** start of Exercise input **

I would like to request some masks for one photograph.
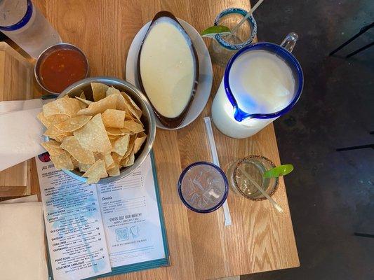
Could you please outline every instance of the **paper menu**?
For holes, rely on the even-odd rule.
[[[57,171],[47,158],[36,158],[46,217],[50,217],[48,209],[51,205],[58,206],[59,203],[68,200],[65,199],[67,195],[64,194],[65,192],[72,190],[70,194],[74,193],[76,196],[74,203],[77,205],[81,204],[79,201],[82,197],[87,196],[87,192],[82,190],[88,190],[89,194],[91,194],[91,192],[96,193],[95,208],[100,209],[99,212],[101,216],[99,218],[100,213],[95,212],[95,215],[97,215],[97,220],[101,223],[95,219],[95,225],[99,225],[97,230],[100,230],[100,235],[106,237],[106,241],[101,239],[100,246],[105,247],[109,255],[107,259],[110,260],[108,262],[112,267],[111,272],[105,273],[103,269],[100,270],[101,273],[98,272],[98,275],[104,274],[100,276],[107,276],[170,265],[165,225],[152,154],[128,176],[102,185],[86,185],[72,179],[62,171]],[[48,162],[44,162],[42,160]],[[62,190],[60,190],[61,187]],[[67,198],[69,197],[67,195]],[[96,207],[97,205],[99,207]],[[53,209],[53,215],[66,215],[62,211],[65,206],[57,211]],[[58,237],[56,232],[60,232],[65,225],[55,224],[56,227],[51,228],[51,224],[46,218],[51,262],[53,263],[59,260],[64,261],[63,254],[60,251],[54,251],[55,246],[52,245],[56,242],[53,239]],[[101,233],[102,225],[105,234]],[[48,229],[53,230],[49,235]],[[56,275],[60,275],[60,272],[56,272],[57,267],[60,266],[52,267],[54,279],[66,279],[56,277]],[[68,271],[66,276],[79,280],[86,278],[84,273],[85,272],[84,270]]]
[[[98,191],[112,267],[166,258],[149,156]]]
[[[36,158],[50,259],[55,280],[111,272],[95,185]]]

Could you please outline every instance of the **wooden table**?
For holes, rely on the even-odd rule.
[[[126,55],[133,37],[156,12],[170,10],[201,31],[212,25],[224,8],[249,8],[248,0],[33,1],[64,41],[86,53],[91,76],[121,78],[124,78]],[[222,209],[209,214],[195,214],[187,210],[178,197],[176,186],[182,169],[196,161],[211,160],[203,117],[210,115],[212,99],[223,73],[216,66],[213,70],[212,95],[200,117],[182,130],[156,132],[154,150],[171,265],[112,279],[213,279],[299,266],[283,178],[274,197],[284,213],[277,213],[267,201],[254,202],[230,192],[227,201],[232,225],[229,227],[223,224]],[[224,169],[234,160],[251,154],[262,155],[280,164],[272,125],[242,140],[227,137],[215,127],[213,130]],[[32,190],[37,193],[34,163],[32,171]]]

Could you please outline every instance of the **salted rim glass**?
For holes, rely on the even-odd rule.
[[[215,18],[214,25],[224,25],[232,30],[247,13],[246,10],[240,8],[229,8],[223,10]],[[216,34],[209,48],[212,59],[221,66],[226,65],[233,54],[253,42],[256,34],[256,21],[251,15],[240,26],[234,36],[222,36]]]
[[[255,180],[259,186],[272,196],[278,189],[278,178],[263,178],[262,174],[267,170],[275,167],[275,164],[268,158],[258,155],[251,155],[232,162],[227,170],[229,186],[234,192],[251,200],[260,201],[266,197],[257,189],[240,171],[239,167]]]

** end of Exercise input **

(Problem):
Print all of the lines above without any changes, leaving out the pictures.

(Correct output):
I would like to request some masks for one photograph.
Could you please outline every instance of the **paper menu**?
For holes, rely on the even-odd rule.
[[[57,171],[47,158],[36,158],[46,217],[50,217],[48,209],[51,205],[58,206],[59,203],[68,200],[65,199],[67,195],[64,194],[65,192],[72,190],[70,194],[74,193],[76,196],[74,203],[77,205],[81,204],[79,201],[82,197],[87,196],[87,192],[82,190],[88,190],[89,194],[91,194],[91,192],[96,193],[95,208],[100,209],[99,212],[101,216],[99,218],[100,213],[95,212],[95,215],[97,215],[97,220],[101,223],[95,219],[95,225],[99,225],[97,230],[100,230],[100,235],[106,237],[106,241],[101,239],[100,246],[105,247],[109,255],[107,259],[110,260],[108,262],[112,267],[111,272],[105,273],[103,269],[100,270],[101,273],[98,272],[98,275],[104,274],[100,276],[107,276],[170,265],[165,225],[152,154],[128,176],[102,185],[86,185],[72,179],[62,171]],[[48,162],[44,162],[42,160]],[[62,190],[60,190],[61,187]],[[67,198],[69,197],[67,195]],[[96,207],[97,205],[99,207]],[[53,209],[53,215],[66,215],[62,211],[65,206],[57,211]],[[58,237],[56,232],[60,232],[65,225],[55,224],[56,227],[51,228],[51,224],[46,218],[51,262],[53,263],[59,260],[64,261],[63,254],[60,251],[54,251],[55,246],[52,245],[56,242],[53,239]],[[101,233],[102,225],[105,234]],[[48,229],[53,230],[49,235]],[[56,275],[60,275],[60,272],[56,272],[57,267],[60,266],[52,267],[54,279],[66,279],[56,277]],[[68,271],[66,276],[79,280],[86,278],[84,273],[85,272],[84,270]]]
[[[98,191],[112,267],[166,258],[149,156]]]
[[[36,158],[50,259],[55,280],[111,272],[95,185]]]

Could you please outline every instance of the **wooden table**?
For holes, rely on the even-odd rule.
[[[126,55],[133,37],[156,12],[170,10],[201,31],[212,25],[224,8],[249,8],[248,0],[33,1],[64,41],[86,53],[91,76],[121,78],[124,78]],[[222,209],[209,214],[195,214],[187,210],[178,197],[176,186],[182,169],[196,161],[211,160],[203,117],[210,115],[212,99],[223,73],[216,66],[213,70],[212,95],[200,117],[182,130],[156,132],[154,150],[171,265],[112,279],[213,279],[299,266],[283,178],[274,197],[284,213],[277,213],[267,201],[254,202],[230,192],[227,201],[232,225],[229,227],[223,224]],[[224,169],[234,160],[251,154],[262,155],[280,164],[272,125],[242,140],[227,137],[215,127],[213,130]],[[32,190],[37,193],[34,163],[32,171]]]

Could you please outline every instance of the **salted rim glass**?
For holes, rely on the even-odd rule.
[[[215,18],[214,25],[224,25],[232,30],[247,13],[246,10],[240,8],[229,8],[223,10]],[[216,34],[209,48],[212,59],[221,66],[226,65],[233,54],[253,42],[256,34],[256,21],[251,15],[240,26],[234,36],[222,36]]]
[[[255,180],[259,186],[272,196],[278,189],[278,178],[263,178],[262,174],[267,170],[275,167],[275,164],[268,158],[258,155],[251,155],[232,162],[227,170],[229,186],[234,192],[251,200],[260,201],[266,197],[257,189],[240,171],[239,167]]]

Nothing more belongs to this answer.